* START Records *

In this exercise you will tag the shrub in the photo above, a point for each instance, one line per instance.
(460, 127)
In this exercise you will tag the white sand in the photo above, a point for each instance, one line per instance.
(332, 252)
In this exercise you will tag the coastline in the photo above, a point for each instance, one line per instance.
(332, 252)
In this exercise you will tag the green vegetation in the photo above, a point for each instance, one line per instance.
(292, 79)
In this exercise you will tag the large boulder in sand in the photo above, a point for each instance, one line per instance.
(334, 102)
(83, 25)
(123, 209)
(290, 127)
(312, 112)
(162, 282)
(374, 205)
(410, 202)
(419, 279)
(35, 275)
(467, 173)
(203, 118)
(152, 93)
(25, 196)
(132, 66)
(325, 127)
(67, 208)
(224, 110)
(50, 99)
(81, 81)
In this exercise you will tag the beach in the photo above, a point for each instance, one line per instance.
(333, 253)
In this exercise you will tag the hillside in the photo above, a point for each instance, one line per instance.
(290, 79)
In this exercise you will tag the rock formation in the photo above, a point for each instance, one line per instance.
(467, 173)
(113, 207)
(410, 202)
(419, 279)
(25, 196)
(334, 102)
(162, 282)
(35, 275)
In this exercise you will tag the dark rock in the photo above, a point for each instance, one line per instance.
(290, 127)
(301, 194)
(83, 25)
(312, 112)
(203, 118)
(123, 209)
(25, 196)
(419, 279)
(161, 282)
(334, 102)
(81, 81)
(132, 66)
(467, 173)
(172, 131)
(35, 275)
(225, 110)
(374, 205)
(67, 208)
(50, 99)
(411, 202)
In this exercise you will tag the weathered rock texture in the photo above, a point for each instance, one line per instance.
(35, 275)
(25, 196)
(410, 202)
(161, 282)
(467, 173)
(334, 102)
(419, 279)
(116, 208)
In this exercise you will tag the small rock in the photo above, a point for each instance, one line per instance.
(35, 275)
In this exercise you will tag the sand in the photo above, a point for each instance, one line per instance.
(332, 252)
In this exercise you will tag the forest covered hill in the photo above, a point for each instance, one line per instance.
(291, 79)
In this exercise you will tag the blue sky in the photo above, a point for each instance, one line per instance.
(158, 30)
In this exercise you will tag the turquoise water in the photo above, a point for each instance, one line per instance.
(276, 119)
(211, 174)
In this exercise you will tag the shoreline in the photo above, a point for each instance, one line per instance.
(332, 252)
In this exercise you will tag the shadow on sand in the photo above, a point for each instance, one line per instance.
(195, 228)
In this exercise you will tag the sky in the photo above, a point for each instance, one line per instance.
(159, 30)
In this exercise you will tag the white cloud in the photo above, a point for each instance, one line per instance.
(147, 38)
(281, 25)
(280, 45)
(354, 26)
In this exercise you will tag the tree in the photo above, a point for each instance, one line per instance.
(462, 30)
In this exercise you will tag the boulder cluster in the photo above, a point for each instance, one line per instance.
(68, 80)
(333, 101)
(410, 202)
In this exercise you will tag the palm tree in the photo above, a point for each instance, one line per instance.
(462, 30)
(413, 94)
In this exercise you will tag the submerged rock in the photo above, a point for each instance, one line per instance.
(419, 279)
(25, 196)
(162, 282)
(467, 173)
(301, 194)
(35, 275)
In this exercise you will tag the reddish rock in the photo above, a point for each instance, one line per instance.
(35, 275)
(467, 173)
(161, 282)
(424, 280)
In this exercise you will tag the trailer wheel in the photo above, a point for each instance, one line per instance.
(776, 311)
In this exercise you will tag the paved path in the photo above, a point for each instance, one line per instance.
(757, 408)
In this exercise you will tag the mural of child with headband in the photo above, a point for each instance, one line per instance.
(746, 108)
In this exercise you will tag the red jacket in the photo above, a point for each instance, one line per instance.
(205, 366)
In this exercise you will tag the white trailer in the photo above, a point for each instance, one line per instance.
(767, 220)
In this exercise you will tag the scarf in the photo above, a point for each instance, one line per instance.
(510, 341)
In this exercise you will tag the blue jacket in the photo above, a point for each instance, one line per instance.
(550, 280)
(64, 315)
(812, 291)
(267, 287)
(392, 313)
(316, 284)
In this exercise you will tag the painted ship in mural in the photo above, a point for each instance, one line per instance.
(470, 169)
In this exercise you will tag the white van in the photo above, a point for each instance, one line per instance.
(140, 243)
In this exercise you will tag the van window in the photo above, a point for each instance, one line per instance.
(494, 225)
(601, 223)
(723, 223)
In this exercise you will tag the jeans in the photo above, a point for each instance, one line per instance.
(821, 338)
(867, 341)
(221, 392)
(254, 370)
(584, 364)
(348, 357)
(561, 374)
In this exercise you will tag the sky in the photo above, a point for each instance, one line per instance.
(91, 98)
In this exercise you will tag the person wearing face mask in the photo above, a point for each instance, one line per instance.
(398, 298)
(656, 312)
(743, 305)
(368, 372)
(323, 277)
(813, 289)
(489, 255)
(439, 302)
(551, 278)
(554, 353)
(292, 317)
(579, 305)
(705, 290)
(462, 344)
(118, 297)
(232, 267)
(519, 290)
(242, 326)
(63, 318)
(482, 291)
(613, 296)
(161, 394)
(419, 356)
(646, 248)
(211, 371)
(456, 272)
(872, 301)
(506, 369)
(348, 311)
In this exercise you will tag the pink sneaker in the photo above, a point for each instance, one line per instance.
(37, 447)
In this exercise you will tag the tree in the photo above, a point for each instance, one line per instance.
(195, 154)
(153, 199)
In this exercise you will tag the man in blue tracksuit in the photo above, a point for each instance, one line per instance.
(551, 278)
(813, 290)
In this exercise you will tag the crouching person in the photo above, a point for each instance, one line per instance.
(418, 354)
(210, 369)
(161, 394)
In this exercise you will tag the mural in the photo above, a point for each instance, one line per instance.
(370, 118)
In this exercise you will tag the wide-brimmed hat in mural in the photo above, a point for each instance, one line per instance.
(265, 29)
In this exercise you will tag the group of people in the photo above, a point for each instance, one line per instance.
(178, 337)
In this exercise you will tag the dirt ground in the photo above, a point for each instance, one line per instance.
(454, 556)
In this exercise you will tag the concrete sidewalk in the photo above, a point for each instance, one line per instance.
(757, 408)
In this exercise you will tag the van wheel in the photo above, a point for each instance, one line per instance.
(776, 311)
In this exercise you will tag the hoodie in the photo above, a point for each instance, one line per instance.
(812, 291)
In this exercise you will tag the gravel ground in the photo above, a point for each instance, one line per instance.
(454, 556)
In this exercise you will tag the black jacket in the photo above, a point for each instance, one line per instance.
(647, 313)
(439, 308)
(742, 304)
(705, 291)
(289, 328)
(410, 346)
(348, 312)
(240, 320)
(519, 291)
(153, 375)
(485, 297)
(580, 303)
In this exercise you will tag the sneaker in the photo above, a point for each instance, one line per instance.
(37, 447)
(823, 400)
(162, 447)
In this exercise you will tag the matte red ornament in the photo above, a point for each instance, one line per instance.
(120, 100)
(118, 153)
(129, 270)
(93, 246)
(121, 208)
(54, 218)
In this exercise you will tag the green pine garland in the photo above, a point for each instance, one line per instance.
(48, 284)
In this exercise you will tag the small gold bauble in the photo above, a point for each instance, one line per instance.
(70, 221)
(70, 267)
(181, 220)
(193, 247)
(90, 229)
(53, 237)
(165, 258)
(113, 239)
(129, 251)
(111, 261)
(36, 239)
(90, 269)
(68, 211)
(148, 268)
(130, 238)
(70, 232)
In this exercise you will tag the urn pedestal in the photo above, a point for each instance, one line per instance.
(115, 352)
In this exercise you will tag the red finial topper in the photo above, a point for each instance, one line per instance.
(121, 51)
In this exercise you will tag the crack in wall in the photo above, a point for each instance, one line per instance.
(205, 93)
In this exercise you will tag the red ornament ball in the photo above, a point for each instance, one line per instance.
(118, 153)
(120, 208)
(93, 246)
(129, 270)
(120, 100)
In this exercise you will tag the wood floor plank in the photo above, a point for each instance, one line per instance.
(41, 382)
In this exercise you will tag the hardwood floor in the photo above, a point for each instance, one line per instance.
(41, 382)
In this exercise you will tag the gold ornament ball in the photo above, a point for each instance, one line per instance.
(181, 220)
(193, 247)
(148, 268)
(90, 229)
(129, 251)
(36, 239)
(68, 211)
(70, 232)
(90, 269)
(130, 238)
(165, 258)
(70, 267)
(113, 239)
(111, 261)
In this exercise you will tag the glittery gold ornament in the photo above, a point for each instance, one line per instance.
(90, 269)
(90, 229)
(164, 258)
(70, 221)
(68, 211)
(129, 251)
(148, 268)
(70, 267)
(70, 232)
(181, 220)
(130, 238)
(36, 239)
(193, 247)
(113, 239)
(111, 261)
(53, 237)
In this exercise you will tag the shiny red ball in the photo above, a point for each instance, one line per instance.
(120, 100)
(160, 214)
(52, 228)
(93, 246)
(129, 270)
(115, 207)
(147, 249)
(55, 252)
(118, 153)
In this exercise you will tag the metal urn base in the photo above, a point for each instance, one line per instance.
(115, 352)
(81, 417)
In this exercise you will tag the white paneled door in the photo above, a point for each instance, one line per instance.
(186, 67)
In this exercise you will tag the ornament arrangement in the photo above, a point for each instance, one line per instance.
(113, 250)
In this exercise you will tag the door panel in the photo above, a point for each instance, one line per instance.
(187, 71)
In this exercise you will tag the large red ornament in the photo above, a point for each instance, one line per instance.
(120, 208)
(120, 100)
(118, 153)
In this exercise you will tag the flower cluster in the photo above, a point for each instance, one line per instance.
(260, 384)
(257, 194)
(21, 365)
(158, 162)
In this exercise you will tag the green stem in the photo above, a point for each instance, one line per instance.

* END Records *

### Directive
Put every line above, from the line containing "In this exercise you will tag the ornament" through the end of the entries, into a numbered list, leaving out blank lines.

### Result below
1. In this exercise you will tag the ornament arrangement in the photo above, a point for each instance, one line per instance.
2. (113, 250)
3. In this exercise you will tag the door panel in the photo above, a point for each instance, one line per instance.
4. (187, 71)
5. In this exercise you will tag the large red ornament in the photo above, a point for each instance, one line per instance.
6. (120, 208)
7. (120, 100)
8. (118, 153)
9. In this exercise you will tag the flower cluster in the photo above, a point for each instance, one line per instance.
10. (260, 384)
11. (257, 194)
12. (21, 365)
13. (158, 162)
14. In this exercise you will tag the green stem in the photo above, a point for each instance, one line per instance.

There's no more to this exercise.